◆ Given problem a ◆
Answer these questions about the blog posts, one per line:
(i) How many days away from 2013 does the year-in-review post say it is?
(ii) What date appears under "Maurylyne & Victor"?
(iii) What is the source of the title of the November 13, 2012 post?

I will try to stay this positive throughout and we will see where this positivity will take me.

Thursday, December 13, 2012

2012 A Year in Review

Well I definitely don't write here as often as I did in the past. I truly don't know why because I love to write and I'm sure I could find the time a few days a week. I guess I'll make that a New Year's Resolution then. It's not too early to start talking about the new year since we are exactly 18 days away from 2013.

It really feels like this year just flew by. There are so many things that happen in 12 months but it all just feels like yesterday so it's hard to grasp the fact that so much time has gone by.So I put together a list of all my favorite things that happened in 2012. I think I am gonna try to do this every year going forward.

2012: My Favorite Events
-The triplets turned one
-Made 7 years with Victor
-Saw The Black Keys in concert for the first time
-Visited my godsister in VA
-Started planning my wedding 
-Took Alyssa to get her first haircut
-Went apple picking
-Got a Keurig
-My little brother graduated from high school
-Helped my brother move into his dorm
-Victor got his Associates Degree
-Had the opportunity to spend some time in Argentina and Uruguay
- Got to vacation in Dominican Republic with all my best friends and family
-Got MARRIED in Dominican Republic
-Lost 20lbs and have kept them off 
-Went to a family reunion for a second year in a row
-Voted for the 3rd time in my life!
-Planned a baby shower :)
-Got to see the triplets begin to grow up
I'm sure there is much more but I cant remember it all. This gives me hope for 2013 because so many wonderful things happened in 2012 without me even making an effort. Come next year, I will make an effort and I think it will be a good year :)

Tuesday, November 13, 2012

This is the Start of Something Beautiful, This is the Start of Something New


Maurylyne & Victor
10.19.12
So it happened, I am officially married now! All the planning and details and phone calls and emails all paid off. The wedding was beautiful and I had such a great time. It was truly an unforgettable experience and I am so glad that we went through with it. No regrets... 

Title of post "This" by Ed Sheeran

Tuesday, October 9, 2012

After My Blood Turns Into Alcohol

The mood to write strikes when I feel down and out. At this point, I don't think it matters because I don't think anybody reads this blog anymore anyway.

There are so many exciting and life changing things that will be happening in the next few weeks and while I do feel excited and happy, I am also sad and depressed. I'm scared of change, I'm scared that I don't know what I'm doing, that I wont be ready for these changes, that I'll fail in my new role. There is so much uncertainty about everything that's gonna happen  and I cant find a source of comfort or an anchor to root me in this chaos. I have never thought it possible to feel so lonely amidst so much loving and caring people that surround me. I continue to seek the support and approval of the one person who will not give it to me.

At this point, I am doubting things and it's all stacking up. I wish I could just find some stability, some relief, something familiar, something that will let me know it will all be okay. I search and search and have no clue what I'm looking for. All I know is I have yet to find it. When will I feel like I will be okay?

I feel like I have lost so much in the past year and I'm still grieving what I thought my life was gonna be like. What I wanted my life to be like, what I EXPECTED my life to be like. At what point will I accept that nothing is like it was? At what point will I be okay with the fact that things wont ever be the same? Do I have to lose myself in the process of accepting change and adapting? Or do I become a different person? Or do I simply live in a perpetual state of nostalgia? I have so many questions and don't know where to begin to find the answers I need.

◆ Given problem b ◆
Print everything in the listing from the line containing "Expected output: one marker per instance of the man" down to the end of the listing, inclusive, without changing it. Omit the pictures.

◆ Supplied data ◆
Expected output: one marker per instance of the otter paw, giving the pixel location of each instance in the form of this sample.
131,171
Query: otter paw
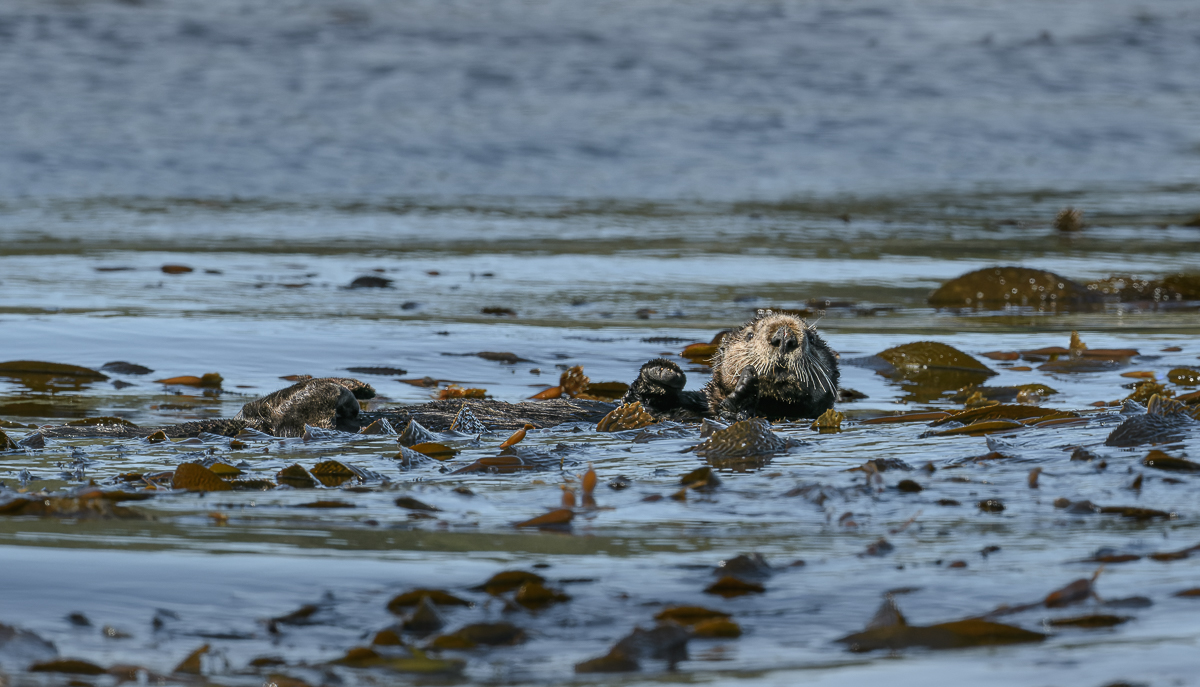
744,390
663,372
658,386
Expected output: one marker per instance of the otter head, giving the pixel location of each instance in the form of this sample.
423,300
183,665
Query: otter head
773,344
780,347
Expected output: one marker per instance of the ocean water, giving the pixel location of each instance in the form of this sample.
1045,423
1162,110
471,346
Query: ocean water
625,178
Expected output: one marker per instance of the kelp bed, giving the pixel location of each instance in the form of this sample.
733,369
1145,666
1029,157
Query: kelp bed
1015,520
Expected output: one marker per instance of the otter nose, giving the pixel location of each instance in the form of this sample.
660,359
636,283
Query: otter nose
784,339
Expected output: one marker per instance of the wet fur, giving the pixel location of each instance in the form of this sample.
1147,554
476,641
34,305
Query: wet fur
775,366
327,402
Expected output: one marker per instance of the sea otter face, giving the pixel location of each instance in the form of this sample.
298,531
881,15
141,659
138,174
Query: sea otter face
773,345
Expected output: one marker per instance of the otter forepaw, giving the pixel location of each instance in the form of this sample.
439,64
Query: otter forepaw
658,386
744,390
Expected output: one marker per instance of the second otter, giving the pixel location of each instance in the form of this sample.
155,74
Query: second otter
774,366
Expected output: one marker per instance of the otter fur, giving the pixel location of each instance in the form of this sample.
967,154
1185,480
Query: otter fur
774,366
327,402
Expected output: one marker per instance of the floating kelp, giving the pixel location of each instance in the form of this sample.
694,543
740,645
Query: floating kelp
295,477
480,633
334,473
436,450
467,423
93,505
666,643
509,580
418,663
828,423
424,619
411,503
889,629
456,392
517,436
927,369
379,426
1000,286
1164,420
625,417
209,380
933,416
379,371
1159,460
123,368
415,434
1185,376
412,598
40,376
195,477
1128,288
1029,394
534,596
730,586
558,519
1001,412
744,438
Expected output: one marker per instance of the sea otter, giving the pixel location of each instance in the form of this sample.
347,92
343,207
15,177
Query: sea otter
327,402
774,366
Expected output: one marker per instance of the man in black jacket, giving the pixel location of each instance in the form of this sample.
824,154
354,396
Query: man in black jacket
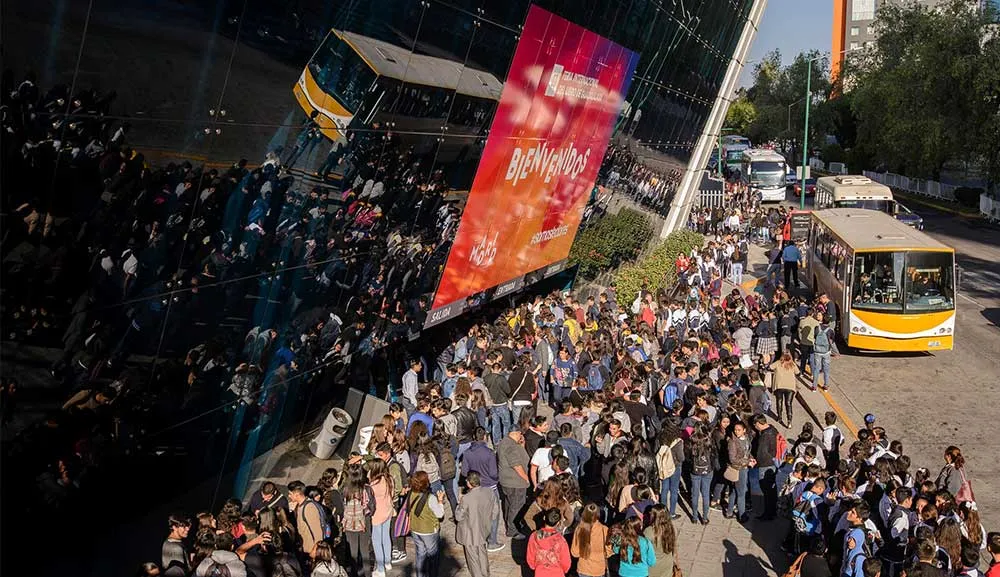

◆ Correct response a ◆
(i) Exactly 18 days.
(ii) 10.19.12
(iii) The song "This" by Ed Sheeran.

◆ Correct response b ◆
Expected output: one marker per instance of the man in black jacket, giving the pixel location of each instance in the form of this sample.
824,154
354,396
Query: man in black jacket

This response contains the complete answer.